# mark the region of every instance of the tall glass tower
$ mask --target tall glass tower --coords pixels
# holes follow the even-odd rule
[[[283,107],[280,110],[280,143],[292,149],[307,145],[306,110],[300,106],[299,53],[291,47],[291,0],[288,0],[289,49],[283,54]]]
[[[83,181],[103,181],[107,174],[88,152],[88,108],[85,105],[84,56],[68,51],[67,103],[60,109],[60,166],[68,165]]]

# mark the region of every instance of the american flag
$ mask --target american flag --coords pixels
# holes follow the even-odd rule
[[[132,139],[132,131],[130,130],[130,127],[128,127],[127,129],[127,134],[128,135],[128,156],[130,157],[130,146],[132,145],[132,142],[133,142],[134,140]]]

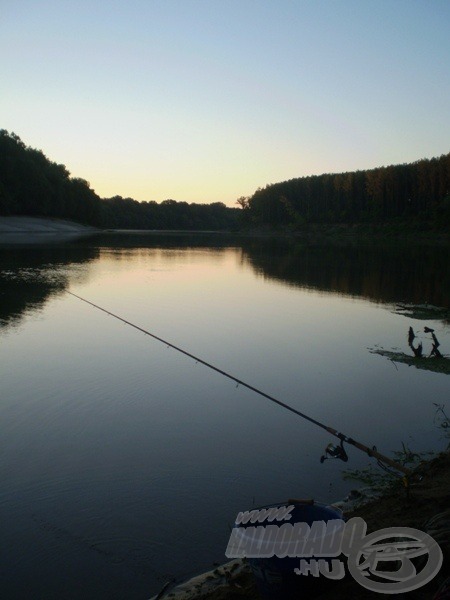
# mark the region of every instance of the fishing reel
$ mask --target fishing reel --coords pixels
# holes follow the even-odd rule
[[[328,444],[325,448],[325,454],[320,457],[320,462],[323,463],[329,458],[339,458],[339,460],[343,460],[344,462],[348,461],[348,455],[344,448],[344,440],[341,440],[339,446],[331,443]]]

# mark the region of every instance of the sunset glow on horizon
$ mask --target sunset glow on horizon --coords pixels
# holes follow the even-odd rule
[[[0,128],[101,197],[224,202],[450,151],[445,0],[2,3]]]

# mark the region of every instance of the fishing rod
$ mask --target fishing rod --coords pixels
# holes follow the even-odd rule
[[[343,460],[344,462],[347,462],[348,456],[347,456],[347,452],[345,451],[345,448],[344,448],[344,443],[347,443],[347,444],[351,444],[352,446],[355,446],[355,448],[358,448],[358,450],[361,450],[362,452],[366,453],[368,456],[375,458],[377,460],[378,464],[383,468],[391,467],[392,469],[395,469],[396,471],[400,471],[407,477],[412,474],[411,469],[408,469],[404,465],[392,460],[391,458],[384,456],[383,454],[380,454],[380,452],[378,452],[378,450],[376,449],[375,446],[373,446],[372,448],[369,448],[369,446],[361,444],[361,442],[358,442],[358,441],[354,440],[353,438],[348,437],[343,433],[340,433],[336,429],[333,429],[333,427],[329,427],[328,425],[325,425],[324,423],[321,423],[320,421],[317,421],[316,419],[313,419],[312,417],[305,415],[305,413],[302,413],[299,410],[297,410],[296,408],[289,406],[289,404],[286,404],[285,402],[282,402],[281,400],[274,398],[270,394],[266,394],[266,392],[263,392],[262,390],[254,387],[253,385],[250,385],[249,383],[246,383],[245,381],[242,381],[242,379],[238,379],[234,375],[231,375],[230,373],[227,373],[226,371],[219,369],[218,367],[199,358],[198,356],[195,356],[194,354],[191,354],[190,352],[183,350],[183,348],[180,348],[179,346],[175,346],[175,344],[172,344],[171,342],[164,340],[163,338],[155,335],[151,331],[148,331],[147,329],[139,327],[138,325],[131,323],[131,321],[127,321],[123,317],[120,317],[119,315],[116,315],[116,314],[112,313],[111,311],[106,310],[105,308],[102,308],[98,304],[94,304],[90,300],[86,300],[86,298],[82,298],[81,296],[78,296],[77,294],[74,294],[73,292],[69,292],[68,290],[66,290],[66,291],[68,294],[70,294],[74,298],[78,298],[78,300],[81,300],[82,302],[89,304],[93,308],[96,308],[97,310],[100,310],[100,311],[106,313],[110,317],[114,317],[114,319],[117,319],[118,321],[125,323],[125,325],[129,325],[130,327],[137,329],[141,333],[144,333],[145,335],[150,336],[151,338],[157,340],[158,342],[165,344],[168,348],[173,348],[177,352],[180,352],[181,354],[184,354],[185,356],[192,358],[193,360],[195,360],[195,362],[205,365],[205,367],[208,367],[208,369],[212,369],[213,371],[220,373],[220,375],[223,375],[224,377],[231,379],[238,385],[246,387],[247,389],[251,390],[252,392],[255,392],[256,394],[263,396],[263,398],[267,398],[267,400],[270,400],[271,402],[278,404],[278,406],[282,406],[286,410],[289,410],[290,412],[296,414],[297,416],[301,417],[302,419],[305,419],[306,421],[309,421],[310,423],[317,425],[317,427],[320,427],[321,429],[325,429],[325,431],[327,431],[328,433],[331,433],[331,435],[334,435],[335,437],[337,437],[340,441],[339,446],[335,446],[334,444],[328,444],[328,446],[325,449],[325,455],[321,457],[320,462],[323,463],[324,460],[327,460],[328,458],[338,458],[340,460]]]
▬▬▬
Task details: Rewrite all of the items above, changing every "region" to "area" and keeping everything else the same. Leave the pictures out.

Exercise response:
# mark the area of every instance of the tall glass tower
$ mask --target tall glass tower --coords pixels
# holes follow the even-odd rule
[[[283,107],[280,110],[280,143],[292,149],[307,145],[306,110],[300,106],[299,53],[291,47],[291,0],[288,0],[289,49],[283,54]]]
[[[83,181],[103,181],[107,174],[88,152],[88,108],[85,105],[84,56],[68,51],[67,103],[60,109],[60,166],[68,165]]]

# mark the area of every instance of the american flag
$ mask --target american flag --coords pixels
# holes follow the even-odd rule
[[[132,139],[132,131],[130,130],[130,127],[128,127],[127,129],[127,134],[128,135],[128,156],[130,157],[130,146],[132,145],[132,142],[133,142],[134,140]]]

# mark the area of every instance of the fishing reel
$ mask --target fishing reel --coords pixels
# holes follow the even-odd rule
[[[328,444],[325,448],[325,454],[320,457],[320,462],[323,463],[329,458],[339,458],[339,460],[343,460],[344,462],[348,461],[348,455],[344,448],[344,440],[341,440],[339,446],[331,443]]]

# mark the area of every instance of the sunset glow on horizon
$ mask --target sunset glow on horizon --coords pixels
# holes follow the even-odd rule
[[[0,128],[101,197],[224,202],[450,151],[445,0],[2,3]]]

# mark the area of every instance of the fishing rod
$ mask --target fishing rod --coords pixels
# holes follow the even-odd rule
[[[343,460],[344,462],[347,462],[348,456],[347,456],[347,452],[345,451],[345,448],[344,448],[344,443],[347,443],[347,444],[351,444],[352,446],[355,446],[355,448],[358,448],[358,450],[361,450],[362,452],[366,453],[368,456],[375,458],[377,460],[378,464],[383,468],[391,467],[392,469],[395,469],[396,471],[400,471],[407,477],[412,474],[411,469],[408,469],[404,465],[392,460],[391,458],[384,456],[383,454],[380,454],[380,452],[378,452],[378,450],[376,449],[375,446],[373,446],[372,448],[369,448],[369,446],[361,444],[361,442],[358,442],[358,441],[354,440],[353,438],[348,437],[343,433],[340,433],[336,429],[333,429],[333,427],[329,427],[328,425],[325,425],[324,423],[321,423],[320,421],[317,421],[316,419],[313,419],[312,417],[305,415],[305,413],[302,413],[299,410],[297,410],[296,408],[289,406],[289,404],[286,404],[285,402],[282,402],[281,400],[274,398],[270,394],[266,394],[266,392],[263,392],[262,390],[254,387],[253,385],[250,385],[249,383],[246,383],[245,381],[242,381],[242,379],[238,379],[234,375],[231,375],[230,373],[227,373],[226,371],[219,369],[218,367],[199,358],[198,356],[195,356],[194,354],[191,354],[190,352],[183,350],[183,348],[180,348],[179,346],[175,346],[175,344],[172,344],[171,342],[164,340],[163,338],[155,335],[151,331],[148,331],[147,329],[139,327],[138,325],[131,323],[131,321],[127,321],[123,317],[120,317],[119,315],[116,315],[116,314],[112,313],[111,311],[106,310],[105,308],[102,308],[98,304],[94,304],[90,300],[86,300],[86,298],[82,298],[81,296],[78,296],[77,294],[74,294],[73,292],[69,292],[68,290],[66,290],[66,291],[68,294],[70,294],[74,298],[78,298],[78,300],[81,300],[82,302],[89,304],[93,308],[96,308],[97,310],[100,310],[100,311],[106,313],[110,317],[114,317],[114,319],[117,319],[118,321],[125,323],[125,325],[129,325],[130,327],[137,329],[141,333],[144,333],[145,335],[150,336],[151,338],[157,340],[158,342],[165,344],[168,348],[173,348],[177,352],[180,352],[181,354],[184,354],[185,356],[192,358],[193,360],[195,360],[195,362],[205,365],[205,367],[208,367],[208,369],[212,369],[213,371],[220,373],[220,375],[223,375],[224,377],[231,379],[238,385],[246,387],[247,389],[251,390],[252,392],[255,392],[256,394],[263,396],[263,398],[267,398],[267,400],[270,400],[271,402],[278,404],[278,406],[282,406],[286,410],[289,410],[290,412],[296,414],[297,416],[301,417],[302,419],[305,419],[306,421],[309,421],[310,423],[317,425],[317,427],[320,427],[321,429],[325,429],[325,431],[327,431],[328,433],[331,433],[331,435],[334,435],[335,437],[337,437],[340,441],[339,446],[335,446],[334,444],[328,444],[328,446],[325,449],[325,455],[321,457],[320,462],[323,463],[324,460],[327,460],[328,458],[338,458],[340,460]]]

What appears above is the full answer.